WHAT YOU NEED TO DO: Extend the news excerpt below about Nvidia's share rally, starting right after its last sentence.

TEXT:
----------
Shares in the US chipmaker added 2.4 per cent to close at $138.07, bringing its market capitalisation to $3.39tn, within reach of Apple’s market-leading $3.5tn valuation.
A bout of weakness for Nvidia and other large tech stocks over the summer had led many investors to predict a longer-term rotation away from tech in favour of previously-unloved sectors such as financial services and industrials.
However, the sector has regained momentum since the Federal Reserve began cutting US interest rates last month, with the largest companies once again leading the market higher.
“It does seem like the rotation from megacap to the rest may have run its course,” said Dec Mullarkey, managing director at SLC Management. “Investors had turned defensive heading into the Fed meeting, but the Fed’s tone since then and subsequent data have been very constructive for risk.”
IT and communication services were two of the worst-performing sectors in the S&P 500 during the third quarter, but have been two of its best performing since the Fed’s September meeting, with the IT sub-index up more than 7 per cent.
----------
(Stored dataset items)
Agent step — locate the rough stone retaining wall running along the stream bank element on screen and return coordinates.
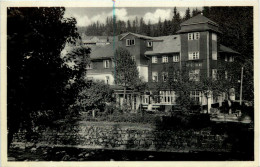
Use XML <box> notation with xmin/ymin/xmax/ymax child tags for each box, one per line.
<box><xmin>13</xmin><ymin>123</ymin><xmax>231</xmax><ymax>152</ymax></box>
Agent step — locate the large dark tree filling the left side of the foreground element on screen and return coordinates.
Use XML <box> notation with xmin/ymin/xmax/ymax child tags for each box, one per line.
<box><xmin>7</xmin><ymin>7</ymin><xmax>79</xmax><ymax>146</ymax></box>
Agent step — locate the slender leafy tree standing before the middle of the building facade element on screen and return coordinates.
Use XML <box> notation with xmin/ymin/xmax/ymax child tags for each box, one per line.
<box><xmin>115</xmin><ymin>47</ymin><xmax>139</xmax><ymax>103</ymax></box>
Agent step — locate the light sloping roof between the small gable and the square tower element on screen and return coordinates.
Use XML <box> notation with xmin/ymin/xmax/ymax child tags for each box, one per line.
<box><xmin>145</xmin><ymin>35</ymin><xmax>181</xmax><ymax>55</ymax></box>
----------
ANSWER TO THE EXERCISE:
Despite the recent rally, however, several analysts argued that the current environment had some crucial differences to the first half of 2024, when many investors were concerned about irrational exuberance and unsustainable gains.
While IT has been the best-performing sector since the rate cut, more than 60 per cent of the stocks in the S&P 500 have made gains, including solid advances for cyclical sectors such as industrials and energy.
“I’m not yet convinced it’s a definitive shift back towards outright tech dominance,” said Kevin Gordon, senior investment strategist at Charles Schwab. “It seems more like a catch-up, given other sectors like financial and industrials had been hitting new highs before tech and the megacap stocks . . . There is room for tech to make up for some lost ground, particularly because the sector tends to do well in a slow Fed cutting cycle.”
A strong start to the third-quarter earnings season has added to optimism about the US economic outlook, with better than expected results from JPMorgan Chase and Wells Fargo on Friday pushing bank stocks to their highest levels since before the collapse of Silicon Valley Bank. Stimulus efforts from Beijing have meanwhile raised confidence about the outlook for China, the world’s second-largest economy, which could have a positive knock-on effect on growth elsewhere.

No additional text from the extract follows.